» **Your instructions**: Return the lines below that contain "plant".
++++++++++
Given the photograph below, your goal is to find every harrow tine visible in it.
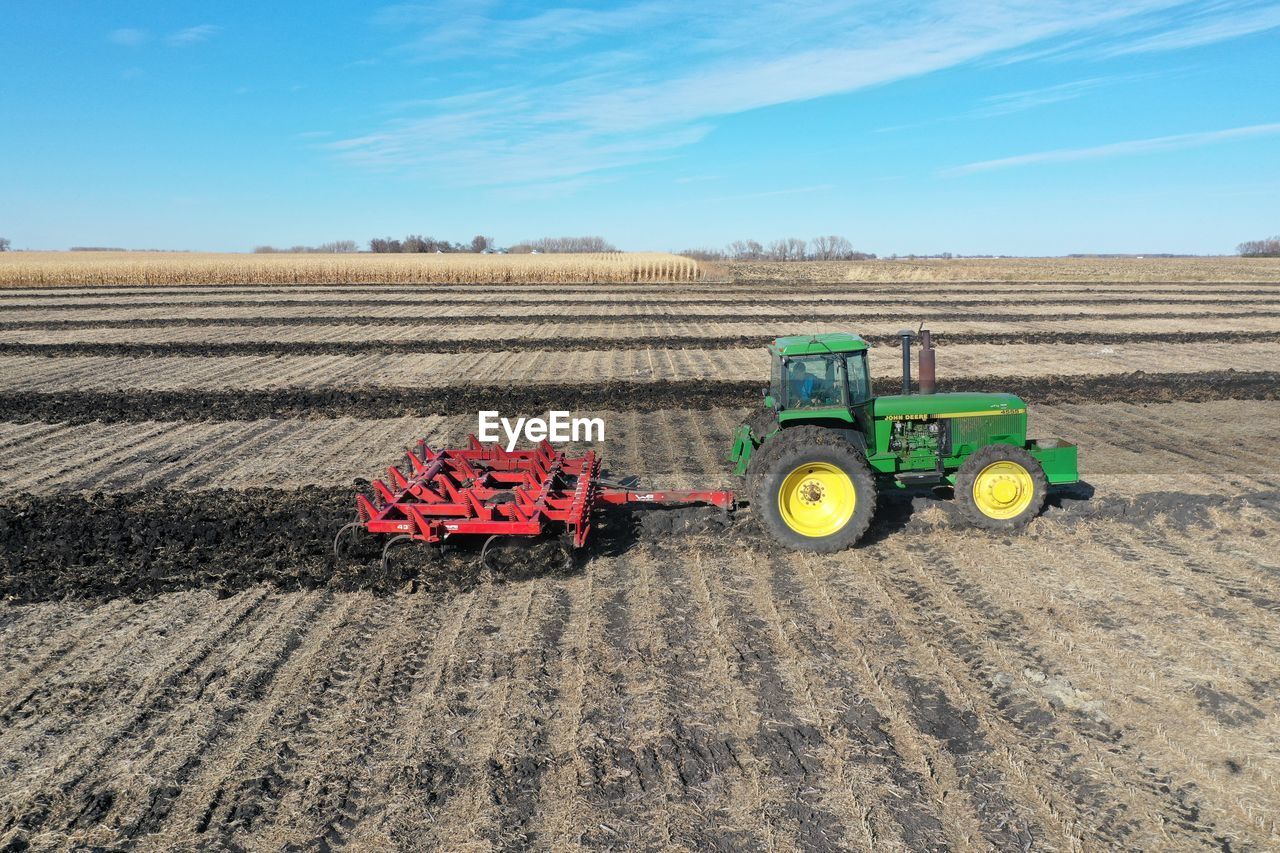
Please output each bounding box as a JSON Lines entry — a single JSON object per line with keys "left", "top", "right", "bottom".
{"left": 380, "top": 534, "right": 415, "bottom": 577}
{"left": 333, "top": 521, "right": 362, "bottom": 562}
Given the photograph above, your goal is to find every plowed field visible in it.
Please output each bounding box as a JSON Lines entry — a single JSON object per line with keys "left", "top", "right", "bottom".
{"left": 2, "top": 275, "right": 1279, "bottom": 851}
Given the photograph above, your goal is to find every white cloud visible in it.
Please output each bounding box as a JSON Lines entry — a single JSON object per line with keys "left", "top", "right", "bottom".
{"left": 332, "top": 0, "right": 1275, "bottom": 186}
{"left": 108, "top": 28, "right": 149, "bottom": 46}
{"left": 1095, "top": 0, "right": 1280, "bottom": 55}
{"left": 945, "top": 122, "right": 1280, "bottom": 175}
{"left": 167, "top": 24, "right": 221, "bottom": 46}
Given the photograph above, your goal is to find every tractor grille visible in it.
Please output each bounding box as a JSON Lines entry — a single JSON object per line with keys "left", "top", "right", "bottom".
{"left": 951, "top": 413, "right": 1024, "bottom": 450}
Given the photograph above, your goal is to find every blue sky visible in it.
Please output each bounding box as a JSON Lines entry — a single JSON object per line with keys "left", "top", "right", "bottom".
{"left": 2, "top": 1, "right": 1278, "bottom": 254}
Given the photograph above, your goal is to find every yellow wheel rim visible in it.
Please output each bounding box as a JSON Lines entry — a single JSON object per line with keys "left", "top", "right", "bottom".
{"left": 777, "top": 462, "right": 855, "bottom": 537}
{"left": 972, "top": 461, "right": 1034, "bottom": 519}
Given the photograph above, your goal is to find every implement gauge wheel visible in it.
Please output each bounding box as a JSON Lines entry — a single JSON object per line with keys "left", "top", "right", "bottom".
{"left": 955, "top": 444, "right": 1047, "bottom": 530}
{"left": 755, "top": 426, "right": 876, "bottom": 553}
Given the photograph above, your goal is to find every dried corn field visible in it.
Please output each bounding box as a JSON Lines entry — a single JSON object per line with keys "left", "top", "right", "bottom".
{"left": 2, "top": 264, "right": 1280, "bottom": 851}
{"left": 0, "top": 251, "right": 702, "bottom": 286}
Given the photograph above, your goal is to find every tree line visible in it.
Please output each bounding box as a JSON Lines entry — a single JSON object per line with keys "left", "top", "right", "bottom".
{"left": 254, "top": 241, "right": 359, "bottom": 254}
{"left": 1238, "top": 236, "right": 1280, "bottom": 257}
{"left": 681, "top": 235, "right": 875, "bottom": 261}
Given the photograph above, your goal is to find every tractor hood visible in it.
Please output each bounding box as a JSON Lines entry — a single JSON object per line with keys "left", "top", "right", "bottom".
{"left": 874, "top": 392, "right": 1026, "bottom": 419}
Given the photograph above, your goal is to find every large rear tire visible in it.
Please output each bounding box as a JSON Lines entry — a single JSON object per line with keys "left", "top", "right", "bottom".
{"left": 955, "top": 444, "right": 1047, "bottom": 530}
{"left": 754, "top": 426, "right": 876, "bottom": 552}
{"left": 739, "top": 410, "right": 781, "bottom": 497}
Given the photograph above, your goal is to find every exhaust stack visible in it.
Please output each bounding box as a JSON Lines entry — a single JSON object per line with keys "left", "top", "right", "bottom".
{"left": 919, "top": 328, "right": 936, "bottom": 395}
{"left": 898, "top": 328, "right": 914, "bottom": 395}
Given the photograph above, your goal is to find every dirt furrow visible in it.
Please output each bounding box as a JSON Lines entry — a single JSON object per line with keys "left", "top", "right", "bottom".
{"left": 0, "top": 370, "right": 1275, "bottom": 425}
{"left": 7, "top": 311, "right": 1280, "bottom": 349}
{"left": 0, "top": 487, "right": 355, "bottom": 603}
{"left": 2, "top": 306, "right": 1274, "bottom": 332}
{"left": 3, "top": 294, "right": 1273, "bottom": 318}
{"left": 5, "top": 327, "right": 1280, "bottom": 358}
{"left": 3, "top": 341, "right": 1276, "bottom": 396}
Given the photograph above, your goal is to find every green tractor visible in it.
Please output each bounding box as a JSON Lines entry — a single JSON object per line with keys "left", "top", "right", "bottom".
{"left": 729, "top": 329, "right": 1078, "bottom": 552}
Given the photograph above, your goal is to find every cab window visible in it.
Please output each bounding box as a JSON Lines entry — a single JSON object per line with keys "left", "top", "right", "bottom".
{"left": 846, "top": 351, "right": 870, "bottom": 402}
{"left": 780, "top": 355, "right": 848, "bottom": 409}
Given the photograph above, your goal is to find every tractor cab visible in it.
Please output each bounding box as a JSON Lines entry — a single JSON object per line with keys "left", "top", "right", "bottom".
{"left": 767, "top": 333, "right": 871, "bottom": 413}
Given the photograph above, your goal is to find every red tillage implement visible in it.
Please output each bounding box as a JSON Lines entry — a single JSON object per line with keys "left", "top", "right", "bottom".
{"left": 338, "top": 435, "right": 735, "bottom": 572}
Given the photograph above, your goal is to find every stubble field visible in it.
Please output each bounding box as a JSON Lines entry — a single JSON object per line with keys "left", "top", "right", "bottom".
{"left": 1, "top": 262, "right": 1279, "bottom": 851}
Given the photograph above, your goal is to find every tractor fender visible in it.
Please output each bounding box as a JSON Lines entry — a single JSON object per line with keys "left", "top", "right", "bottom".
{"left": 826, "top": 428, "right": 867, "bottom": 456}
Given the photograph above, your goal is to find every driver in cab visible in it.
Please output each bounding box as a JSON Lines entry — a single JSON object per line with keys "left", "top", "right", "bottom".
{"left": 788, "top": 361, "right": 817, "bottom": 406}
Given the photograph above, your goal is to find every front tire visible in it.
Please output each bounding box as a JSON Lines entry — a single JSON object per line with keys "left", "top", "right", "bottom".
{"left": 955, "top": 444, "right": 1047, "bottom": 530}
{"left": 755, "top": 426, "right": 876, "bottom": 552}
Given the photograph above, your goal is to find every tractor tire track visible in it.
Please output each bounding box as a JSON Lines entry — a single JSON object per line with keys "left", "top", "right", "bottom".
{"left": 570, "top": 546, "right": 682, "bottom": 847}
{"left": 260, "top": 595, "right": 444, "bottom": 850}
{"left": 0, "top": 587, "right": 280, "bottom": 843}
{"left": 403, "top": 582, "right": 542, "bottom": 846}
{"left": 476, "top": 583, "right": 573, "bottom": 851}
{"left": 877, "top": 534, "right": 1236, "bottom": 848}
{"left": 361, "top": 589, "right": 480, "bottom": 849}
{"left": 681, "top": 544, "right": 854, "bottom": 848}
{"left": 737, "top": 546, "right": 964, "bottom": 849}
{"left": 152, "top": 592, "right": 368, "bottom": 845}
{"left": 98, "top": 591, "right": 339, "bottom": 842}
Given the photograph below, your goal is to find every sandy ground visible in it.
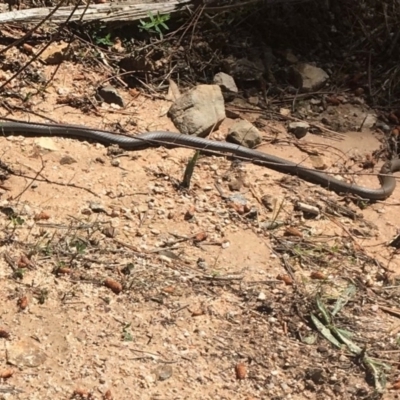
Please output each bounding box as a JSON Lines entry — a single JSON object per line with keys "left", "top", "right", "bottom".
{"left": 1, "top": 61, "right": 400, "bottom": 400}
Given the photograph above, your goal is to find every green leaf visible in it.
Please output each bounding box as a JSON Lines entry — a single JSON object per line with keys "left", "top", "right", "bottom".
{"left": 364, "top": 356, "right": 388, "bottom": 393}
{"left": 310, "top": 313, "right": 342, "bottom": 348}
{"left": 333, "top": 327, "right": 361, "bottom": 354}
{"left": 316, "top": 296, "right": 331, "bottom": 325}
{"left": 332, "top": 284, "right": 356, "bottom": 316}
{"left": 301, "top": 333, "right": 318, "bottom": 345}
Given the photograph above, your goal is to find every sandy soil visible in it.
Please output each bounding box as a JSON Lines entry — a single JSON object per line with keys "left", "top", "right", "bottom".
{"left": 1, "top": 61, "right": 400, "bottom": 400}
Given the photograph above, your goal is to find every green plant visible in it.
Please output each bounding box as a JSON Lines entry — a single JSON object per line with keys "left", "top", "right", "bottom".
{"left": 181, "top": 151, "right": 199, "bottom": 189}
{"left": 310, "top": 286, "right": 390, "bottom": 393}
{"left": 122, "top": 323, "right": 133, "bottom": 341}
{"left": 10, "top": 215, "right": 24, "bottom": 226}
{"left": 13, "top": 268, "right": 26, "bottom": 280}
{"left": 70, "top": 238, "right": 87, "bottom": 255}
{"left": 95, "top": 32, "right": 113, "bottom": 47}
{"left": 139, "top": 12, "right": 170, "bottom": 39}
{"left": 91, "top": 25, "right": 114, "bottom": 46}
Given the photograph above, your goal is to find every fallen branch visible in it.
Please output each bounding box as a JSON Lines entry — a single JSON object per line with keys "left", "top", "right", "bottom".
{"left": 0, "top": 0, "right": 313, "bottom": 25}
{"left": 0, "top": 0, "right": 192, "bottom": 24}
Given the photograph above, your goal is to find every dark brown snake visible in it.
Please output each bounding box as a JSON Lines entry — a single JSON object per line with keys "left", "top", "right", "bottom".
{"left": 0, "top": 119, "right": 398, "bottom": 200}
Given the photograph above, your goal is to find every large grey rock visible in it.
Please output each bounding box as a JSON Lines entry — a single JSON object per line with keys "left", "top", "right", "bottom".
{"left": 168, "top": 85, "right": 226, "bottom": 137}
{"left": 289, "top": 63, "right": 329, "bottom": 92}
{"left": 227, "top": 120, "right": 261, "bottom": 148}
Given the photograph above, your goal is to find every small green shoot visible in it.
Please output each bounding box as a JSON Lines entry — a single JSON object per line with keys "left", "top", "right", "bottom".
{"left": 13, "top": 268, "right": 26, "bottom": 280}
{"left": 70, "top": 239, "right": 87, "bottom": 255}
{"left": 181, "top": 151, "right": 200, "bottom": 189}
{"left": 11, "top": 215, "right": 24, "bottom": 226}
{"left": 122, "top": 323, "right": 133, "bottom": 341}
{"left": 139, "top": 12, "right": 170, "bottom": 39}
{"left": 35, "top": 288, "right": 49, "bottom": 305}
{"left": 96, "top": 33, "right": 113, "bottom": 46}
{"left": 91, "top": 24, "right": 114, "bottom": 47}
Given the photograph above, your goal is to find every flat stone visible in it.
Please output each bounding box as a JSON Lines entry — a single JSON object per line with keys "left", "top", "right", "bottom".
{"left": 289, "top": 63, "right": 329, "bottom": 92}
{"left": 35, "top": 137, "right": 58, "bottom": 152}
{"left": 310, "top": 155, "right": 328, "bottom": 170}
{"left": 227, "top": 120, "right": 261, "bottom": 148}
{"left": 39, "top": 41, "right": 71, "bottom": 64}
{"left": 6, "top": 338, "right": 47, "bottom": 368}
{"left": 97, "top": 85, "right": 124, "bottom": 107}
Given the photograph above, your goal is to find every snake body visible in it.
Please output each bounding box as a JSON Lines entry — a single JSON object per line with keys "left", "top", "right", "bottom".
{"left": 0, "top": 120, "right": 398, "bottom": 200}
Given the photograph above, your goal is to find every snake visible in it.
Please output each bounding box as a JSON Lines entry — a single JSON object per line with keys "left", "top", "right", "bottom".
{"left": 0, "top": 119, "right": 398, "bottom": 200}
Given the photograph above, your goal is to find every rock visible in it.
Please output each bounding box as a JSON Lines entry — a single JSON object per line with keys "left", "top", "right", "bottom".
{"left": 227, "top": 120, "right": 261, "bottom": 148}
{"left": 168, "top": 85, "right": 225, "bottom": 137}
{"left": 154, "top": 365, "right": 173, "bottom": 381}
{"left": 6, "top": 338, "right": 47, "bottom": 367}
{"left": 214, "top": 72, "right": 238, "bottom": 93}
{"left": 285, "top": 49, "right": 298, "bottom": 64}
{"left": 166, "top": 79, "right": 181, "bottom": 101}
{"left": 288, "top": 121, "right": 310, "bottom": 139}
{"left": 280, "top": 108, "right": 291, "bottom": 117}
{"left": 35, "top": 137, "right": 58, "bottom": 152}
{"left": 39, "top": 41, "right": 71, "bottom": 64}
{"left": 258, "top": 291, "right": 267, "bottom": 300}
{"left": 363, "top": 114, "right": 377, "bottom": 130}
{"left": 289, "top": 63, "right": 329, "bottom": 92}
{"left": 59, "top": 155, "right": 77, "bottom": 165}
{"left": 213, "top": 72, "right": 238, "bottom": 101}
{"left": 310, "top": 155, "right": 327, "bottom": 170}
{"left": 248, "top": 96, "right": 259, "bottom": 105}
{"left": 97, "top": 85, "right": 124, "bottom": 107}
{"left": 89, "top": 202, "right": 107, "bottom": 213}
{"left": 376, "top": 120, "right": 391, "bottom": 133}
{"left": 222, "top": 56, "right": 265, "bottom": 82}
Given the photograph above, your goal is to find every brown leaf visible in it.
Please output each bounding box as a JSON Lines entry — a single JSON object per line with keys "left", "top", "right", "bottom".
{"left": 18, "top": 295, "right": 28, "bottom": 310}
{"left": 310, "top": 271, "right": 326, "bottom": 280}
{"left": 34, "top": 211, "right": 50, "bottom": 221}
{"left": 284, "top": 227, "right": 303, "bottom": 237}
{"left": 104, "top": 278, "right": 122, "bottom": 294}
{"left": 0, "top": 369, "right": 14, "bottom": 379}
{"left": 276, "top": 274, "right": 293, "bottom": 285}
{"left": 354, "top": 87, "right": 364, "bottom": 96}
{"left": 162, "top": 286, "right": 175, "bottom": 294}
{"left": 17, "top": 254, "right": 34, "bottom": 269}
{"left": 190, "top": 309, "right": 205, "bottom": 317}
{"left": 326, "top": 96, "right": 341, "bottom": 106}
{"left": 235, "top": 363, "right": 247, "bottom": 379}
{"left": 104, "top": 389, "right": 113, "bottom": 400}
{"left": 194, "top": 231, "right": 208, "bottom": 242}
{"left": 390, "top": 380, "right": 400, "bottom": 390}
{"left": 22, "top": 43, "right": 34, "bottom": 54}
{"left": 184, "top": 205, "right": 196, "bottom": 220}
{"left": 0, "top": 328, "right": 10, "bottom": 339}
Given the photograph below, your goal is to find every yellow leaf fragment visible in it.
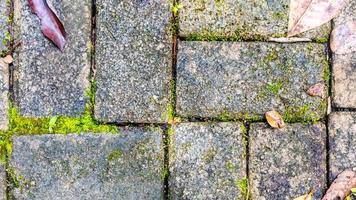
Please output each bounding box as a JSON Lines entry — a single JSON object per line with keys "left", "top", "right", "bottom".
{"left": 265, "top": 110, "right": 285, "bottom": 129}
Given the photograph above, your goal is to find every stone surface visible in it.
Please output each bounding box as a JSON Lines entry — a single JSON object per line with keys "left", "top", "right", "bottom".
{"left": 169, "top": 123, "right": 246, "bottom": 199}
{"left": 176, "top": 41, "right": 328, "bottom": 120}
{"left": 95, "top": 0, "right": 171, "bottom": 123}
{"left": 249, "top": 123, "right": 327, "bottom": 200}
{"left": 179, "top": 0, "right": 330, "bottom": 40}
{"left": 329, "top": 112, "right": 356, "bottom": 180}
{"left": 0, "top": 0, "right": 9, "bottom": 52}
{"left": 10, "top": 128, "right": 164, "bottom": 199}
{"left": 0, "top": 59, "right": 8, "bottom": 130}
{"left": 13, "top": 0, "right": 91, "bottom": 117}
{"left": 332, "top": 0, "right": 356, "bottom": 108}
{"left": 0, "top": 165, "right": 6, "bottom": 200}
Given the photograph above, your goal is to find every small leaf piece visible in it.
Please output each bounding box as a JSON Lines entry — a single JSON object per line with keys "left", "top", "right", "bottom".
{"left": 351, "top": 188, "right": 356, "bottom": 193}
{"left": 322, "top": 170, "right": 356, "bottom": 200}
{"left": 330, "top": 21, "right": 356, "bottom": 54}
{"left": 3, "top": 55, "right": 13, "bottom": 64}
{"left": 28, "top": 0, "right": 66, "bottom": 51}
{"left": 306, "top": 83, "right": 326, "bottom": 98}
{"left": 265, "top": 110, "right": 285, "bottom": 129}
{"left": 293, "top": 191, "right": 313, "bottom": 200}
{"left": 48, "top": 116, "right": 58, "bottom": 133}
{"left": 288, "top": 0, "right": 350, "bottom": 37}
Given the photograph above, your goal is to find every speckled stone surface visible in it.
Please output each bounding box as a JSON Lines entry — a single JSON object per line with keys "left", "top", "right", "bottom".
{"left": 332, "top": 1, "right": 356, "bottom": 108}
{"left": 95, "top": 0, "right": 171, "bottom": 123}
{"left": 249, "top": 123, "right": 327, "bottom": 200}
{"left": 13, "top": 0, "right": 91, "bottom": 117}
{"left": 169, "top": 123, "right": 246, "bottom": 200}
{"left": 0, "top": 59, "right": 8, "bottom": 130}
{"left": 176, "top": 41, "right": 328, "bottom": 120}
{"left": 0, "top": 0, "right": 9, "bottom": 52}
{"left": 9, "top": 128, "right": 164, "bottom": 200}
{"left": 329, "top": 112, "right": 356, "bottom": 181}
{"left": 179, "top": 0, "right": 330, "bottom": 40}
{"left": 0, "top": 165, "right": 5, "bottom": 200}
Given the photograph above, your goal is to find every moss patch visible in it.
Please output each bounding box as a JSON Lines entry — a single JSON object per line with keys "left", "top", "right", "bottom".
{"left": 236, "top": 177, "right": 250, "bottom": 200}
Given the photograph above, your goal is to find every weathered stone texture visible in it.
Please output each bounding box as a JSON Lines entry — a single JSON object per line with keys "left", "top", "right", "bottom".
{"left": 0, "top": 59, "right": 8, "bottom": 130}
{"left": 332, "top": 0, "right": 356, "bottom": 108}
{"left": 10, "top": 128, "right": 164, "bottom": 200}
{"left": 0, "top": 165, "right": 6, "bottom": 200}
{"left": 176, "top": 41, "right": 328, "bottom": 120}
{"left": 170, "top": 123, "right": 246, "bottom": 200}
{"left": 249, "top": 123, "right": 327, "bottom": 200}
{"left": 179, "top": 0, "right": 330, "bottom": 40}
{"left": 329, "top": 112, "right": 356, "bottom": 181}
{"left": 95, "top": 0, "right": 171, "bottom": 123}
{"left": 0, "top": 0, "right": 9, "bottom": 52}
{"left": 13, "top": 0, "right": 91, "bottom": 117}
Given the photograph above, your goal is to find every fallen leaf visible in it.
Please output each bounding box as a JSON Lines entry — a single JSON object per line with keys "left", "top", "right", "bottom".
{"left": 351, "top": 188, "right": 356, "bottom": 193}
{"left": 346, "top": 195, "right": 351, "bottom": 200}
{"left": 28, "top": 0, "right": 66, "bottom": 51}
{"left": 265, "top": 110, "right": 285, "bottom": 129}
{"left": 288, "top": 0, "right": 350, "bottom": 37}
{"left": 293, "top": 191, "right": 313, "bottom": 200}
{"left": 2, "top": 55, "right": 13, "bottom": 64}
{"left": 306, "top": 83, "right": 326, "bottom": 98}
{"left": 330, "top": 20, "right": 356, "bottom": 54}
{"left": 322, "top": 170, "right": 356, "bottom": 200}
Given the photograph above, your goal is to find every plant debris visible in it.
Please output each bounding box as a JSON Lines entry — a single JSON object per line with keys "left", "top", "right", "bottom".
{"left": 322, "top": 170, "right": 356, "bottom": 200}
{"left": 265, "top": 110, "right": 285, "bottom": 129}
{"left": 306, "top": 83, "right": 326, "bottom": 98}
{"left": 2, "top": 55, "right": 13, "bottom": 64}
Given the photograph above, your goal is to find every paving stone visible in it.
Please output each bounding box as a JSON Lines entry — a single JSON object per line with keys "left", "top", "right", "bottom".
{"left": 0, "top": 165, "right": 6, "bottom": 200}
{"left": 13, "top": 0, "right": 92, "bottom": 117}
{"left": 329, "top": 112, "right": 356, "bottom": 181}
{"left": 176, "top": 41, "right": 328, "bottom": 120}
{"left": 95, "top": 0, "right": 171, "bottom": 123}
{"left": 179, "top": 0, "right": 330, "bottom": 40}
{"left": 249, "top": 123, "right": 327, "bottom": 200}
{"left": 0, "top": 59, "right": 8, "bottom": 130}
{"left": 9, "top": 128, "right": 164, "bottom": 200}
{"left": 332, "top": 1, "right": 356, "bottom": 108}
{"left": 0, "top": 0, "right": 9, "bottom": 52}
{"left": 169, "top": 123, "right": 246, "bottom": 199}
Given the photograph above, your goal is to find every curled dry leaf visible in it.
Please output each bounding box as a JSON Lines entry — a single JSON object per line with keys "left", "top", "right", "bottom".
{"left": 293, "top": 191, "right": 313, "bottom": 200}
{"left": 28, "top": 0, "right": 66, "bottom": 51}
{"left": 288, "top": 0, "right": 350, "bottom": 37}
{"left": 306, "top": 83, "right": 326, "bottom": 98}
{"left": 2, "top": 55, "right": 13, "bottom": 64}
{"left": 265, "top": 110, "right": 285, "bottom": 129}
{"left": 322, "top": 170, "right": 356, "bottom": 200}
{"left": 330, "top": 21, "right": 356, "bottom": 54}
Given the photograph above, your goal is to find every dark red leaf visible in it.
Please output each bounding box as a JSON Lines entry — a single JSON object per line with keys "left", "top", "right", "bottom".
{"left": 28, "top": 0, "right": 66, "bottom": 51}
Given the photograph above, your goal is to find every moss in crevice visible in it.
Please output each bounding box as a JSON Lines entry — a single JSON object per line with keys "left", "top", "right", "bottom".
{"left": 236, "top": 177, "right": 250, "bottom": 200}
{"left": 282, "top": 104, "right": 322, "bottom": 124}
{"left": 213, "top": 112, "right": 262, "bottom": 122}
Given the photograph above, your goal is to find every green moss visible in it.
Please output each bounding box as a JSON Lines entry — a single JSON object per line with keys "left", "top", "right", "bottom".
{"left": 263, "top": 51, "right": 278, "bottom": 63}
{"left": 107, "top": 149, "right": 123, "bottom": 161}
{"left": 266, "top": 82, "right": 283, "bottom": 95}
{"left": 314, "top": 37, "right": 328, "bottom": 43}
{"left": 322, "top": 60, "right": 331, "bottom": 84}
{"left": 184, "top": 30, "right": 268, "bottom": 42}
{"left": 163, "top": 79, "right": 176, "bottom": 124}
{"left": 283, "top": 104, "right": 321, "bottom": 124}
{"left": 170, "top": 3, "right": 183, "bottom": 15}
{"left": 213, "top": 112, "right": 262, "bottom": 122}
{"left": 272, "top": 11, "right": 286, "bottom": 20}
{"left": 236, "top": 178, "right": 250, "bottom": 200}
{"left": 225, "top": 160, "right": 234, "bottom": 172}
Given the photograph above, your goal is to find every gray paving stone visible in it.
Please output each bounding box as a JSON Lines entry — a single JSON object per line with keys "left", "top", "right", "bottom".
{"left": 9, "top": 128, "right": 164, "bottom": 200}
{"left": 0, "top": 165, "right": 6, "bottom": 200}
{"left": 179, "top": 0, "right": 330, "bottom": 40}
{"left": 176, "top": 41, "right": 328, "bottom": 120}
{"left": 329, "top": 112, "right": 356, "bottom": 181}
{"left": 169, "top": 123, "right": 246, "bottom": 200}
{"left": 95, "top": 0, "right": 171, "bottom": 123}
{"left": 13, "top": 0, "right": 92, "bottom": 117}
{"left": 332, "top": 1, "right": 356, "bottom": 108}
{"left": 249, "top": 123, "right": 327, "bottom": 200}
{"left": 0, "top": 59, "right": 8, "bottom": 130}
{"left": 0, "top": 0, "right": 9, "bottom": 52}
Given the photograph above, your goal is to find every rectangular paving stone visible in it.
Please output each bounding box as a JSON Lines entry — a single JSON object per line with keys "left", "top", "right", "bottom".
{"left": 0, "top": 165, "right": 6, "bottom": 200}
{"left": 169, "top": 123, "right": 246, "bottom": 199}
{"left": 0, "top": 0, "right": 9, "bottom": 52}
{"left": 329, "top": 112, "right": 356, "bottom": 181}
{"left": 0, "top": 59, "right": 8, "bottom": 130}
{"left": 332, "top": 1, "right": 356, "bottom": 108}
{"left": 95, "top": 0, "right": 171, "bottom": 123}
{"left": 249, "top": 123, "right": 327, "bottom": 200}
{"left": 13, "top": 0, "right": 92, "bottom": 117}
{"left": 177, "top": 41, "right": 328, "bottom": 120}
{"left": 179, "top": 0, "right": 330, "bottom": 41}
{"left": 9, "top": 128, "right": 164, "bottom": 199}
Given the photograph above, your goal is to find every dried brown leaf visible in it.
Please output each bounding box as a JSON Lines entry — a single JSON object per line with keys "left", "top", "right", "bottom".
++++++++++
» **Solution for this task**:
Given the photograph above, your goal is to find every green plant visible in it.
Given the photograph above, your goal is to find every plant debris visible in it.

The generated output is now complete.